### Directives
1. Print the passage of the Hadoop article below between "- What are the" and "(See Figure 1).", inclusive, word for word.
2. Carry on the article about Hadoop below, starting after its final sentence.

### Given text
-=-=-

Premise: The Hadoop community is ten years old this year, and it’s starting to indicate signs of adolescence. As big data problems evolve, Hadoop is trying to keep up, but it can only be stretched so far.
Big data tools and platforms are widely available, but the path from procurement to business value remains complex and labor intensive. Partly, that’s because the business problems being addressed by these tools are complex, but mostly it’s because the big data community — which includes users and vendors — is too tool focused, and not enough application focused. We’ve seen this over and over in the tech industry: The tools and platforms that work for one class of applications go through a process of “adaptive stretch“, beyond which they become unproductive for new applications. After the point where the process of adaptive stretch no longer works, a new set of tools and platforms emerges for a new class of applications.
Is a changing of the guard is taking place in big data and analytics? The answer is “yes.” For the past decade, infrastructure technologies, in the form of data lakes of clustered servers, commodity storage, and Hadoop and its zoo of engines, garnered most attention. But as data lakes, Spark, and cloud deployment patterns become clearer, big data decision makers are starting to focus on new questions, including:
- How can we avoid avoid creating big data legacy technologies? The Hadoop toolkit is trendsetting new technologies, but also reshaping businesses — where it’s deeply embedded. The business value being generated in some accounts is impressive, but so is the sunk cost where it’s being applied to do things it wasn’t engineered to do.
- Why hasn’t Hadoop broken out of the big companies? Hadoop was supposed to bring big data analytics to the masses, but it still requires a variety of different and highly specialized types of scarce administrative skills.
- What are the “safe” paths forward?
Can We Avoid Creating A New “Big Data” Legacy?
As a community of users gains experience with a platform technology, they start to “stretch” it to solve problems that the platform wasn’t originally designed to serve. At some point, the platform encounters diminishing returns — it costs more to stretch than it yields in benefits. At that point, the community has a strong incentive to migrate to a platform technology specifically designed for a new, much larger class of problems. (See Figure 1).
The Hadoop ecosystem clearly is in the grip of an adaptive stretch. One of the original attractions of Hadoop — it’s mix-and-match flexibility of tools — is now exacerbating the adaptive stretch challenge. The organization and governance of the Hadoop ecosystem is also a major contributor to Hadoop’s growing interoperability challenges. Why? Because a large number of vendors, integrators, and customers are free to pursue their own Hadoop visions based on their own efforts to stretch it. As a result, integration costs among Hadoop-related components are rapidly accelerating. Cloudera told Wikibon that they budget 50% of their the engineering effort for each new component in their distribution to integration. Only the remaining 50% goes to adding functionality. This mix and match complexity explains why customers often need 5 different admins with specialized skills to operate a 10 server pilot.
One way to visualize administrative complexity is to look at a matrix of admin tasks by layers in the stack from applications down to datacenter infrastructure (See Figure 2). Precise performance monitoring of all the application components can involve dozens of different consoles. Multiply that by the other admin tasks and the other layers in the stack and it becomes clear how hard it is to retrofit a simple admin model around an infrastructure platform as complex as Hadoop.

-=-=-

Dataset rows:
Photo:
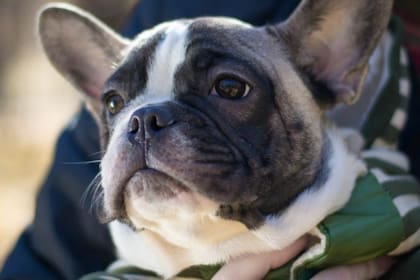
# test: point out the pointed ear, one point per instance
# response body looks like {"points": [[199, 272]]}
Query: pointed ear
{"points": [[331, 41], [81, 47]]}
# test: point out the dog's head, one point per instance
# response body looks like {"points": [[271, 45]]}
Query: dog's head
{"points": [[213, 116]]}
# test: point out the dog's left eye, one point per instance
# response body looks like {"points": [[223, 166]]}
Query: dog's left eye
{"points": [[230, 88], [113, 102]]}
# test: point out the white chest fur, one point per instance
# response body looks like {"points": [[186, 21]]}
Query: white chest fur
{"points": [[175, 244]]}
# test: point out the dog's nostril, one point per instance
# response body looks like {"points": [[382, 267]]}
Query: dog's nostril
{"points": [[154, 123], [134, 125]]}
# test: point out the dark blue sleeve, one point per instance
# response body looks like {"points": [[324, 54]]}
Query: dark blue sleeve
{"points": [[64, 241], [410, 136]]}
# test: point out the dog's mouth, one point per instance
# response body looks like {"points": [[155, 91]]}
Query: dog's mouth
{"points": [[149, 185]]}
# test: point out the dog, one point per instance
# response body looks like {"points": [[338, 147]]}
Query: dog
{"points": [[215, 136]]}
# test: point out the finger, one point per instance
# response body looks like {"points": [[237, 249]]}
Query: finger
{"points": [[256, 266], [366, 270]]}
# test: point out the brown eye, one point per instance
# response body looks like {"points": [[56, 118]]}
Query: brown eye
{"points": [[113, 102], [230, 88]]}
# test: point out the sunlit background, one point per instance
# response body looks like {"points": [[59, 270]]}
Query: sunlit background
{"points": [[35, 105]]}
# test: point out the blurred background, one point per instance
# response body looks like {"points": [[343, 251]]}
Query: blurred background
{"points": [[35, 105]]}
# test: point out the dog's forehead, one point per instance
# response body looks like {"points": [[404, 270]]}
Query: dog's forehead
{"points": [[154, 56]]}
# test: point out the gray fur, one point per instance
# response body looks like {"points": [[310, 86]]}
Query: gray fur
{"points": [[255, 155]]}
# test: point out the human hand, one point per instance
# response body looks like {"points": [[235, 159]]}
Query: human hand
{"points": [[255, 267]]}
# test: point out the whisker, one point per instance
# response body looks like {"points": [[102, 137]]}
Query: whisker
{"points": [[80, 162], [91, 190], [101, 153]]}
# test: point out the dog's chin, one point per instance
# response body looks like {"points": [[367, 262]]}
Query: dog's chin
{"points": [[153, 186], [151, 195]]}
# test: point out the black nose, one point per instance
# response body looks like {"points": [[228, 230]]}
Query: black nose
{"points": [[146, 122]]}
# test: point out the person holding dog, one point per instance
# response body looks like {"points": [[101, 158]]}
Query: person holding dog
{"points": [[70, 253]]}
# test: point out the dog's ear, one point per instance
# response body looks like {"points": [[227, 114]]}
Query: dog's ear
{"points": [[331, 42], [81, 47]]}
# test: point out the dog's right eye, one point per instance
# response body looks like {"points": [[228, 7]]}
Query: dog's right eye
{"points": [[113, 102]]}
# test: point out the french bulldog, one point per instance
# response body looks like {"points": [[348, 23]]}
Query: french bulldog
{"points": [[214, 131]]}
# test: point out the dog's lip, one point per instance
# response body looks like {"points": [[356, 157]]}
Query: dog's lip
{"points": [[178, 186]]}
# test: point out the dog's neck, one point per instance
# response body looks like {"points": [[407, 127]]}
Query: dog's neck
{"points": [[209, 239]]}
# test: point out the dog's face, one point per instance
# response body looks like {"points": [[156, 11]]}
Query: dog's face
{"points": [[212, 116]]}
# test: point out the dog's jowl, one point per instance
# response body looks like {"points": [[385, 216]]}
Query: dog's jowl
{"points": [[214, 130]]}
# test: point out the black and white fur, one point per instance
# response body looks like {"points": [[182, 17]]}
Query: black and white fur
{"points": [[190, 177]]}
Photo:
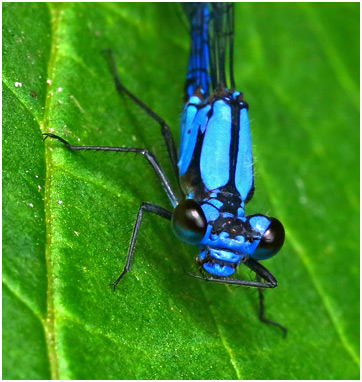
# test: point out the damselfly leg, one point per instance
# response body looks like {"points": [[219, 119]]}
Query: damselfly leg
{"points": [[165, 129], [145, 207]]}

-=-=-

### Task answers
1.
- What are the “safe” paths forward?
Can We Avoid Creating A New “Big Data” Legacy?
As a community of users gains experience with a platform technology, they start to “stretch” it to solve problems that the platform wasn’t originally designed to serve. At some point, the platform encounters diminishing returns — it costs more to stretch than it yields in benefits. At that point, the community has a strong incentive to migrate to a platform technology specifically designed for a new, much larger class of problems. (See Figure 1).

2.
Similar complexity faces Hadoop developers leveraging those same specialized engines and utilities. Each tool or engine has a different developer API. (See the left picture in Figure 3).
Using Hadoop: Only the Biggest Companies Need Apply
While each class of applications leverages the prior one as part of its underlying platform, customers must master a new set of skills to build and operate the emerging class of more sophisticated applications. But if the emerging set of more sophisticated applications requires equally more sophisticated skills, the applications will appeal to a progressively smaller segment of companies. We are seeing evidence of this skills challenge unfold with Hadoop’s adaptive stretch. Spiderbook, a big data CRM company, used a specialized web crawl to analyze the adoption of big data infrastructure platforms. The analysis shows that only 492 U.S. companies have scaled a Hadoop production system to more than 100 nodes, in addition to other, similar, measures of large-scale production. More remarkably, 486 of the top 713 customers are tech companies, including ad-tech. In other words, most production Hadoop deployments are in the technically sophisticated tech industry.
At this point in Hadoop’s evolution, terms and concepts are multiplying faster than applications and technologies that simplify implementations. Again, this is a natural feature of adaptive stretch, but over the next year Wikibon expects a shakeout — of concepts — in the community, which will lead to a cleaner picture of Hadoop best practices and architectural conventions that will better facilitate tool comparisons and integration. Additionally, we expect a streamlining of key roles to begin, with clearer understanding of how big data work will get institutionalized among data scientists, data engineers, data stewards, big data administrators, etc.
What Is the “Safe” Path Forward?
Mainstream adoption of big data tools and capabilities will require much greater platform simplicity. We see two promising approaches: Spark and cloud native services. Spark is purpose-built to solve many of the problems we discovered as we used Hadoop. Our research shows that it’s not perfect, it doesn’t stand all on its own, and it may well suffer from adaptive stretch as reality tries to keep up with hype. Nonetheless, it is proving an excellent complement to Hadoop; Spark actually extends the usefulness of Hadoop by reminding us where Hadoop naturally fits in the big data ecosystem.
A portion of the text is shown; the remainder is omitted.